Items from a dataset
□ □ □ □ □ □ □

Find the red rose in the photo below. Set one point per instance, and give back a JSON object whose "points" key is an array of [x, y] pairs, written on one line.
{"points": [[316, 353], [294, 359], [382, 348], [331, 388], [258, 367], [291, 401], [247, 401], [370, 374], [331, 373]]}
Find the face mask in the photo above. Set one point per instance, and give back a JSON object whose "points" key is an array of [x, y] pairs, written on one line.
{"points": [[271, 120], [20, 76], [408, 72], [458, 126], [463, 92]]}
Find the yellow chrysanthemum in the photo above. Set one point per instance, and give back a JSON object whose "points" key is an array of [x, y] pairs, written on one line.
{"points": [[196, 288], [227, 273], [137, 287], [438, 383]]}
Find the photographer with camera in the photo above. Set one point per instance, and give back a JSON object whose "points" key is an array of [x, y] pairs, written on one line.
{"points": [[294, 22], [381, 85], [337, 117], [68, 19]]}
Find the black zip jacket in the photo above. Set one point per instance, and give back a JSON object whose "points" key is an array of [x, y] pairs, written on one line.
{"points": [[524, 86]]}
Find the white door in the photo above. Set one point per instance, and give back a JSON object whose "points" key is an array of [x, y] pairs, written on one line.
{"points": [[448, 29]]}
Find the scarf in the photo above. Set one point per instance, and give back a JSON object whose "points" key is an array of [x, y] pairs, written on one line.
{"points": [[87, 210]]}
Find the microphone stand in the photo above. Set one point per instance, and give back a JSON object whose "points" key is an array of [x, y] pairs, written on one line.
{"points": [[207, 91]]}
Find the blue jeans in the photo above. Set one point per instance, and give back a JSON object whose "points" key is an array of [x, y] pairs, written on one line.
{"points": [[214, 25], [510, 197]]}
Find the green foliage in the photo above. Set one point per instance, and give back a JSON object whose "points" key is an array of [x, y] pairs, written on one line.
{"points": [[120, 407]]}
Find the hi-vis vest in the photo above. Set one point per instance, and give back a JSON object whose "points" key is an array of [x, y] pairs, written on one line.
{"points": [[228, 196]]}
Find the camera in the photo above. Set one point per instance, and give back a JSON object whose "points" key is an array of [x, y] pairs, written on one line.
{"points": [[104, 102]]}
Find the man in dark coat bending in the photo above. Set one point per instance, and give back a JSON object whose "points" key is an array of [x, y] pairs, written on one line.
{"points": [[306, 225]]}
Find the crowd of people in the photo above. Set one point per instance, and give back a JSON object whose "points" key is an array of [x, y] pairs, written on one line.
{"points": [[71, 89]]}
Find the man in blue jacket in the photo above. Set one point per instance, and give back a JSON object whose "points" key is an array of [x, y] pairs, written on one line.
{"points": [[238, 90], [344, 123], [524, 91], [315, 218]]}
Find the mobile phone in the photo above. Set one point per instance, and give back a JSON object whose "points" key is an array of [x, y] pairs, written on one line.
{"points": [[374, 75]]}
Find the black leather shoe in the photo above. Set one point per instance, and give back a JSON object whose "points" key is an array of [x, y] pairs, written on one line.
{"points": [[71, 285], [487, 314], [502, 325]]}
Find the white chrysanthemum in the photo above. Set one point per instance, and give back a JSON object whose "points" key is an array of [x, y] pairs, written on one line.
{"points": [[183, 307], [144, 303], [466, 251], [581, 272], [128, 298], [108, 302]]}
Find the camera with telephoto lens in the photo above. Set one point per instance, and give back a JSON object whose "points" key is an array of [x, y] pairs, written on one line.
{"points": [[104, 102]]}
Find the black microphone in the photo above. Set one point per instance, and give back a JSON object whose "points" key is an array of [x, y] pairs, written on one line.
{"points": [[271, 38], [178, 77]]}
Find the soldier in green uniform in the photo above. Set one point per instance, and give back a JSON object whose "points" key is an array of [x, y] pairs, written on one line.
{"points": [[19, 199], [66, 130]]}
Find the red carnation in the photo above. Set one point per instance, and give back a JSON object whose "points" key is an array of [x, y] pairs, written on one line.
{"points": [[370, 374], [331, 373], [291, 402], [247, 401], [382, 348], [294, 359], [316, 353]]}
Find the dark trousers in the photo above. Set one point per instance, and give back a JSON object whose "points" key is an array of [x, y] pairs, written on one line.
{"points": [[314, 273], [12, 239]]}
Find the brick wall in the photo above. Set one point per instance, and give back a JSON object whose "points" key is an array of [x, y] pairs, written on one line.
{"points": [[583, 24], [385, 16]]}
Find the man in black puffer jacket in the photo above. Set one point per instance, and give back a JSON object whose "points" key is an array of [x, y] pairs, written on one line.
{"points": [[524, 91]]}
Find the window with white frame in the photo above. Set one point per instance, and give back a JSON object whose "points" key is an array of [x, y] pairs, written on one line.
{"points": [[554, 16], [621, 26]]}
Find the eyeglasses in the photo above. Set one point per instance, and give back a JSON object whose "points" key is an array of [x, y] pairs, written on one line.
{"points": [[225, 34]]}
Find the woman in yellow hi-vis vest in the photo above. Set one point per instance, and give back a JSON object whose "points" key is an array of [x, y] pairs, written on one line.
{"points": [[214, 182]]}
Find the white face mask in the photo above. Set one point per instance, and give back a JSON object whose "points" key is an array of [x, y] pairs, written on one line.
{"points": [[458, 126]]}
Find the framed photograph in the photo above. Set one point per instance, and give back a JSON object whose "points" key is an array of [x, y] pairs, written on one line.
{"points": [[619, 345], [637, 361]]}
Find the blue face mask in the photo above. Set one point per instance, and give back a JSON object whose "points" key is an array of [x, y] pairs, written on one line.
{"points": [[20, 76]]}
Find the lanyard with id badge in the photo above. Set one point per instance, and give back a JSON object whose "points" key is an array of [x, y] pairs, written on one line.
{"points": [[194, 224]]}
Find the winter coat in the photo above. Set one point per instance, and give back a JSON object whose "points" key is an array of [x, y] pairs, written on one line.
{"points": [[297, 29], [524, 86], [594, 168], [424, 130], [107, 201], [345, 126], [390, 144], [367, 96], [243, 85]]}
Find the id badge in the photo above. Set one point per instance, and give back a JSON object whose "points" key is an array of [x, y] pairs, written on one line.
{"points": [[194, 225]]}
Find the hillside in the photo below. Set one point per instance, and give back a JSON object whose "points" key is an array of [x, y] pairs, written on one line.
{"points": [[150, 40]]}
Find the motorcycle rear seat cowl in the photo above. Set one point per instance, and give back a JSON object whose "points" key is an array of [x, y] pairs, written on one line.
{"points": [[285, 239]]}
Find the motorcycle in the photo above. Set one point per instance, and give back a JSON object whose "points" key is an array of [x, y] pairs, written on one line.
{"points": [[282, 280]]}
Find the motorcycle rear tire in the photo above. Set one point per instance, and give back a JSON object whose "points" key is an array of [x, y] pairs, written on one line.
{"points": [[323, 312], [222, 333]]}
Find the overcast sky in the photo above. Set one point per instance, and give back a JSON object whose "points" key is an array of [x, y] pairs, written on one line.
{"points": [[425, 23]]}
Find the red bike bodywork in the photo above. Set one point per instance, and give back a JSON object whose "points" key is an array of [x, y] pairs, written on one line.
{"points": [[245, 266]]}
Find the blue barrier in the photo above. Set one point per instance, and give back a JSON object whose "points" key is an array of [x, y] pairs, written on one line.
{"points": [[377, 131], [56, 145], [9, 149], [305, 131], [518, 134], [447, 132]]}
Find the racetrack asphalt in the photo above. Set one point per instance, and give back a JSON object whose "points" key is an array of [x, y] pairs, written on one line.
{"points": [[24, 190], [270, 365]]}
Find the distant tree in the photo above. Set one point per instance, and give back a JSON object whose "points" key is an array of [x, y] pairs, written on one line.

□ □ □ □ □ □ □

Start to finish, restate the records above word for word.

Written solution:
Find the red rose in the photo below. Set one point per instance, and give back a JSON object whose "points" key is an array of [x, y] pairs, written on one line.
{"points": [[316, 353], [294, 359], [382, 348], [331, 388], [258, 367], [291, 401], [247, 401], [370, 374], [331, 373]]}
Find the face mask in the photo above. Set one point per instance, and give back a JSON object whose "points" key is an array of [x, y] pairs, written on one line.
{"points": [[271, 120], [20, 76], [408, 72], [458, 126], [463, 92]]}
Find the yellow chrysanthemum in the photo above. Set one point per instance, and give back a JSON object whose "points" key is an array of [x, y] pairs, written on one line.
{"points": [[196, 288], [227, 273], [137, 287], [438, 383]]}
Find the photographer with camera in the photo above. Set one point per instance, and give back a JSON object whose "points" key is an array of [x, y] pairs, written on one line.
{"points": [[294, 22], [381, 85], [337, 117], [68, 19]]}
Find the black zip jacket in the photo above. Set one point per instance, and give back a JSON object whose "points" key is an array of [x, y] pairs, written on one line.
{"points": [[524, 86]]}
Find the white door in the photo above. Set one point per instance, and give back a JSON object whose "points" key is an array of [x, y] pairs, written on one line.
{"points": [[448, 29]]}
Find the scarf in the photo above. Set one point per instance, and give back a JSON object whose "points" key is an array of [x, y] pairs, written on one line.
{"points": [[87, 210]]}
Find the microphone stand in the photo above. Set one point per instance, and give back a JSON object whose "points" key is an array of [x, y] pairs, written on one line.
{"points": [[207, 91]]}
Find the blue jeans in the photo above. Set one point per instance, and give back a JSON object whose "points" key is an array of [x, y] pairs, written on one line.
{"points": [[214, 25], [510, 197]]}
Find the green foliage in the photo above. Set one point per instance, and give back a JSON object whose "points" key is an array of [x, y] pairs, written on one line.
{"points": [[120, 407]]}
Find the hi-vis vest in the photo above. Set one point per instance, and give back a JSON object whose "points" key is an array of [x, y] pairs, written on one line.
{"points": [[228, 196]]}
Find the camera in the photo above. Set one point per instance, and give back a JSON object whose "points" key is an array of [x, y] pairs, written on one line.
{"points": [[104, 102]]}
Find the man in dark coat bending in the photo above. Set one point per instance, and give back a JSON object whose "points" key is an array of [x, y] pairs, written on one line.
{"points": [[306, 225]]}
Find the crowd of people in the photo above. Set one point per instance, and give back a JSON object whose "points" key is an array of [x, y] pairs, written on one line.
{"points": [[71, 89]]}
Find the man in blue jacket in the photo above. Set one point per instance, and give back a JSON object whose "points" key is an array of [x, y] pairs, written on one line.
{"points": [[238, 90], [344, 123], [524, 91], [315, 218]]}
Find the mobile phone in the photo above. Set one point per instance, and give back a JSON object whose "points" key is an array of [x, y] pairs, written on one line.
{"points": [[374, 75]]}
Find the black leather shoe in the photo above. Set one point per instance, and give back a JSON object whose "points" key is an array of [x, y] pairs, written on one line.
{"points": [[71, 285], [487, 314], [502, 325]]}
Find the white chrysanthemum in the photo above. Set one point per instance, and give back a JSON object whose "points" key is an array of [x, y] pairs, written on one line.
{"points": [[183, 307], [144, 303], [466, 251], [581, 272], [128, 298], [108, 302]]}
Find the camera with telephoto lens in the photo above. Set one point per instance, and give back a JSON object whose "points" key is an array of [x, y] pairs, written on one line.
{"points": [[104, 102]]}
Find the black microphone in the photo above. Set one point per instance, and give back a JSON object whose "points" key is an array of [x, y] pairs, written on one line.
{"points": [[271, 38], [178, 77]]}
Find the soldier in green uniform in the photo above. Set one point per instance, and give back a JSON object whose "points" key is an array of [x, y] pairs, written on one line.
{"points": [[19, 199], [66, 130]]}
Find the red carnation in the photo above. Set one point per instance, and give back a JSON object whose "points" key is an array of [x, y] pairs, written on one line.
{"points": [[370, 374], [331, 373], [291, 402], [247, 401], [382, 348], [294, 359], [316, 353]]}
Find the dark trousers in the photo above. Set one point per instance, and give back a JSON object whose "points" key is an array of [x, y] pairs, written on one line.
{"points": [[314, 273], [12, 239]]}
Find the brick wall in the photo above. Set one point per instance, and give back a JSON object whose "points" key is an array of [x, y] pairs, written on one line.
{"points": [[583, 24], [385, 16]]}
Find the man in black puffer jacket in the photo above. Set one point per instance, and give back a JSON object whose "points" key is an array of [x, y] pairs, written on one line.
{"points": [[524, 91]]}
Find the window with white frame in the photo above. Set one point per instance, and give back a JSON object whose "points" key is an array of [x, y] pairs, written on one line.
{"points": [[554, 16], [621, 26]]}
Find the eyeglasses in the photo above. Set one point per instance, and give back a JSON object whose "points" key is an array of [x, y] pairs, written on one line.
{"points": [[225, 34]]}
Find the woman in yellow hi-vis vest in the photo above. Set one point per instance, and give back a JSON object whose "points" key is an array of [x, y] pairs, written on one line.
{"points": [[214, 182]]}
Find the white face mask in the photo above. Set one point per instance, and give back a JSON object whose "points" key is an array of [x, y] pairs, written on one line.
{"points": [[458, 126]]}
Find the framed photograph in the photo above. Set one point per instance, and give back a JSON object whose "points" key is an array of [x, y] pairs, written on one line.
{"points": [[619, 345], [637, 361]]}
Find the blue face mask in the photo above. Set one point per instance, and give back a JSON object whose "points" key is an array of [x, y] pairs, written on one line.
{"points": [[20, 76]]}
Find the lanyard with id badge in the photo above. Set one point per instance, and give back a JSON object whose "points" key is an array of [x, y] pairs, written on one line.
{"points": [[194, 224]]}
Find the winter coat in the photo above. Set one point per instance, and give back a JSON object whose "points" key is an array of [x, y] pairs, written on one line.
{"points": [[297, 29], [524, 86], [594, 168], [424, 130], [107, 201], [345, 126], [390, 144], [367, 96], [243, 85]]}
Find the id badge in the photo above. Set one point per instance, and give back a JSON object whose "points" key is an array of [x, y] pairs, written on one line.
{"points": [[194, 225]]}
Find the hillside in the photo below. Set one point per instance, and give back a JSON object whose "points" key is an array of [x, y] pairs, written on one line.
{"points": [[150, 40]]}
Find the motorcycle rear seat cowl in the photo above. Set one point per instance, and give back a JSON object whose "points" key is an array of [x, y] pairs, written on one line.
{"points": [[285, 239]]}
Find the motorcycle in the photo above. Set one point per instance, and give back a JSON object whose "points" key is an array of [x, y] pairs, written on one line.
{"points": [[282, 280]]}
Find the motorcycle rear tire in the photo above. Set one point per instance, and give back a JSON object whose "points" key is an array of [x, y] pairs, written on one line.
{"points": [[323, 312], [222, 333]]}
Find the overcast sky in the photo above. Set one point per instance, and give back a JSON object whose "points" key is an array of [x, y] pairs, written on one line.
{"points": [[425, 23]]}
Find the red bike bodywork in the photo above. Set one point per instance, and give back a JSON object whose "points" key is an array of [x, y] pairs, written on one line.
{"points": [[245, 266]]}
Find the blue barrier in the photo above. Set one point per instance, and give back a JSON object whose "points" key is an array of [x, y] pairs, written on one line.
{"points": [[377, 131], [56, 145], [9, 149], [305, 131], [518, 134], [447, 132]]}
Find the racetrack asphalt in the photo above. Set one point per instance, and give back a JSON object whose "points" key is an array of [x, y] pairs, written on one line.
{"points": [[24, 190], [270, 365]]}
Find the distant tree in the photo above. Set one point per instance, and give back a JSON object whose "points" key is an array of [x, y] pairs, written on one line.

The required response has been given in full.